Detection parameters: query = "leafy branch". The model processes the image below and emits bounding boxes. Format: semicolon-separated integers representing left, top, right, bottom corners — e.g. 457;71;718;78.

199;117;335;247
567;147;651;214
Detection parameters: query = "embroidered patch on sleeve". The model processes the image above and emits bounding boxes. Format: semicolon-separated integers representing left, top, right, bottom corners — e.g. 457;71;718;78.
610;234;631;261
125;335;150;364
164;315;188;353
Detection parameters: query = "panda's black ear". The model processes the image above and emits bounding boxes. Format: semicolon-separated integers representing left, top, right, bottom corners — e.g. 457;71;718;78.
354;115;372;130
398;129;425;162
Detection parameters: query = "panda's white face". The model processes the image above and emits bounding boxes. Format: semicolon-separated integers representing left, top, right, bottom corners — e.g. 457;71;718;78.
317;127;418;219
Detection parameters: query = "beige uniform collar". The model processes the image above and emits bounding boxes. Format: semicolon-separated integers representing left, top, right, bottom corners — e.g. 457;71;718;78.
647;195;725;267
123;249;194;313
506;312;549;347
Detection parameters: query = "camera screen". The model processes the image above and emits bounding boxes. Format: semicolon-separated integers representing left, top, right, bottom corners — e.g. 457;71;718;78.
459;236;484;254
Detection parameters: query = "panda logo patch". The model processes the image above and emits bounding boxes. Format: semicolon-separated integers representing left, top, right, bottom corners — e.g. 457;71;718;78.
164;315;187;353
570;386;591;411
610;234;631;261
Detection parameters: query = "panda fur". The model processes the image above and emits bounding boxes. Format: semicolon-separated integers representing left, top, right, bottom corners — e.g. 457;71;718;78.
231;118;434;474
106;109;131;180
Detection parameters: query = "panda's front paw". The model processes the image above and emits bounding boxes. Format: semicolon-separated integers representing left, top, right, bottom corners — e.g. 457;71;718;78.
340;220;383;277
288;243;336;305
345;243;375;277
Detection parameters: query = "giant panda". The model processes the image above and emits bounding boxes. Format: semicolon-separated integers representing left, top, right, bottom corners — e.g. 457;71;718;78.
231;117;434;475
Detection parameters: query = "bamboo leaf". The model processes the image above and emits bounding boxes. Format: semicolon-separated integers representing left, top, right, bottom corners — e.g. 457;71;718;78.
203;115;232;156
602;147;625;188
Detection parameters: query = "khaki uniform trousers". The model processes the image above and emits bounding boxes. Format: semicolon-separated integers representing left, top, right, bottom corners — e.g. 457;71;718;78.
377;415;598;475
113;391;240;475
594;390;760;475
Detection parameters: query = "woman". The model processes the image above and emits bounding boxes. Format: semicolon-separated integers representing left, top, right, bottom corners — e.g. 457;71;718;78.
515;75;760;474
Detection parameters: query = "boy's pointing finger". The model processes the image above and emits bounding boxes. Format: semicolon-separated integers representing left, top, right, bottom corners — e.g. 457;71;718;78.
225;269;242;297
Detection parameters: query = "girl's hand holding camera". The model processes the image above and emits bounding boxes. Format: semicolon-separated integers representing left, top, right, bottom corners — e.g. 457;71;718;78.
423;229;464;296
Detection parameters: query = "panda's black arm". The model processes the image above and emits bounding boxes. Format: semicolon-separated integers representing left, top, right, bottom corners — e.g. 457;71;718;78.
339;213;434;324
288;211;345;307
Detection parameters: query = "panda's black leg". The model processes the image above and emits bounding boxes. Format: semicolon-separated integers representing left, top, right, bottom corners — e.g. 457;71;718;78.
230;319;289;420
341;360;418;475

- EXERCISE GOAL
Count the lines in the entries that contain the word "screen", and give only that number.

- OUTPUT BELOW
1